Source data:
------------

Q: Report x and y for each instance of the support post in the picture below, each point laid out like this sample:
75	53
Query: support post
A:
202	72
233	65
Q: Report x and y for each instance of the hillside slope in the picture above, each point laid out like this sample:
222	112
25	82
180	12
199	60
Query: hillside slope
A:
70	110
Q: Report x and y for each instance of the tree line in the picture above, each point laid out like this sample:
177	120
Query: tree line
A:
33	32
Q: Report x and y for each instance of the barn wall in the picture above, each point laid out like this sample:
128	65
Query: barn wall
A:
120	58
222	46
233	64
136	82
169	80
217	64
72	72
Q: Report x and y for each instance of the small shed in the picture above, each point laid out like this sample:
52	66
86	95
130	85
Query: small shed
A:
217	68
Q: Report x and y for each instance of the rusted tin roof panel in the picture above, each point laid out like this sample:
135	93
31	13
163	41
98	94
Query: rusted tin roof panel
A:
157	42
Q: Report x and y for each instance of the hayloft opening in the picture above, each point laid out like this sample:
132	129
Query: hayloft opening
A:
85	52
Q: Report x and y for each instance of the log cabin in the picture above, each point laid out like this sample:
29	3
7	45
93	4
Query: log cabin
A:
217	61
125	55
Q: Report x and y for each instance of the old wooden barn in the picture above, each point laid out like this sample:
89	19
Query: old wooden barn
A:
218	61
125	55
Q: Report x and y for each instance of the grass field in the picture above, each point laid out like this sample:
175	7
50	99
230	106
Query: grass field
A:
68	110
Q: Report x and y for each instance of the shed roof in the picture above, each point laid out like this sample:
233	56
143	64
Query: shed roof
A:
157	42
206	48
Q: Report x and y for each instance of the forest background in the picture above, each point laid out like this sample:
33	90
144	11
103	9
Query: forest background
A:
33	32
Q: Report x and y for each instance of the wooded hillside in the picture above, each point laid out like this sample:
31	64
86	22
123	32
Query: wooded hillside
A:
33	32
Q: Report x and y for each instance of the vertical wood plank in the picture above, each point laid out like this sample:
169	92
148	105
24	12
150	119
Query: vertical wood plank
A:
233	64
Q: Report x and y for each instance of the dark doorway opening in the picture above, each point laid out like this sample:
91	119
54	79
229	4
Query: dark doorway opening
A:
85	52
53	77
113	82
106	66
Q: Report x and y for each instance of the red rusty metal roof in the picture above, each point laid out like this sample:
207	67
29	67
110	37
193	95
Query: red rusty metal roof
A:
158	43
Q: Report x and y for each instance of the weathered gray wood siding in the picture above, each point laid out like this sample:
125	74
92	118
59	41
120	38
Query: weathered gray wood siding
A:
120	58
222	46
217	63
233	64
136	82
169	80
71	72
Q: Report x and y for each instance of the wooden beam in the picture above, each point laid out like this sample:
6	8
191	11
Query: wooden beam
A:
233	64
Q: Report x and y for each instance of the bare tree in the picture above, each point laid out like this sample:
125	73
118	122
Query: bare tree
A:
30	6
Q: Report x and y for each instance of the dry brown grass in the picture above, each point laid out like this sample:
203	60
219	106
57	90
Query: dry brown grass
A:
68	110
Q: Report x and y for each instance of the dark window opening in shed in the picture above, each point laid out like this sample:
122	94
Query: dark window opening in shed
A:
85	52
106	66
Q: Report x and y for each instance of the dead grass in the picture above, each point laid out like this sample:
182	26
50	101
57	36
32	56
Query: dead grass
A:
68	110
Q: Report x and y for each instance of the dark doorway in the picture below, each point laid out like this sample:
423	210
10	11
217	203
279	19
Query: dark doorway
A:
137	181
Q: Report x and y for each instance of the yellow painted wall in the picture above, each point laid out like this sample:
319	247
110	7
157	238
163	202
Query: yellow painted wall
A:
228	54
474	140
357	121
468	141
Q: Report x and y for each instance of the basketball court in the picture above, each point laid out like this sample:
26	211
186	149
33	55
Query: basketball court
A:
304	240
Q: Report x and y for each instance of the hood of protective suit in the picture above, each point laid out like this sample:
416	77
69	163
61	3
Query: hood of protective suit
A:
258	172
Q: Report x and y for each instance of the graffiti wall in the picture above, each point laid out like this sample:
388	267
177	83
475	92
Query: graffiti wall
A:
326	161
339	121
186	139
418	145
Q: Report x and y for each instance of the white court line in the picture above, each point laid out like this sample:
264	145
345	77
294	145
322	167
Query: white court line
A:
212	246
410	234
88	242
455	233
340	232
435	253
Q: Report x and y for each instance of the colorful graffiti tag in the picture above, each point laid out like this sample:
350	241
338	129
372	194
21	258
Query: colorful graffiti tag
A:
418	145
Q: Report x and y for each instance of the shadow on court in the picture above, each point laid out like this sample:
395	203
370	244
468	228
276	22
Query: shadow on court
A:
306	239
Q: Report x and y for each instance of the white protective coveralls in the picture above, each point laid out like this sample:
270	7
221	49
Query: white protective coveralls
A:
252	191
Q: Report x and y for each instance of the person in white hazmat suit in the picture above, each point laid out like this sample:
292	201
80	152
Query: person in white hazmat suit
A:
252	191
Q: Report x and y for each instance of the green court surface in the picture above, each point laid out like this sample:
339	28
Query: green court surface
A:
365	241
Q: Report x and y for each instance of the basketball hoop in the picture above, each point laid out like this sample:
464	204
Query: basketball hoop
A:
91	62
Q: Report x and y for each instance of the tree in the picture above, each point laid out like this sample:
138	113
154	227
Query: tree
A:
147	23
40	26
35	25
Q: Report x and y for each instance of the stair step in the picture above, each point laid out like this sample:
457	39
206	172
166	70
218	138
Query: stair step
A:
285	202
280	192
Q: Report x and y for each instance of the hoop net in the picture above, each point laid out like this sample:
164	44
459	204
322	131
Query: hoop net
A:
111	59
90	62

------------

Exercise prompt>
Looking at the entries above, find how many lines include the word "support" and write that number alone.

Output>
2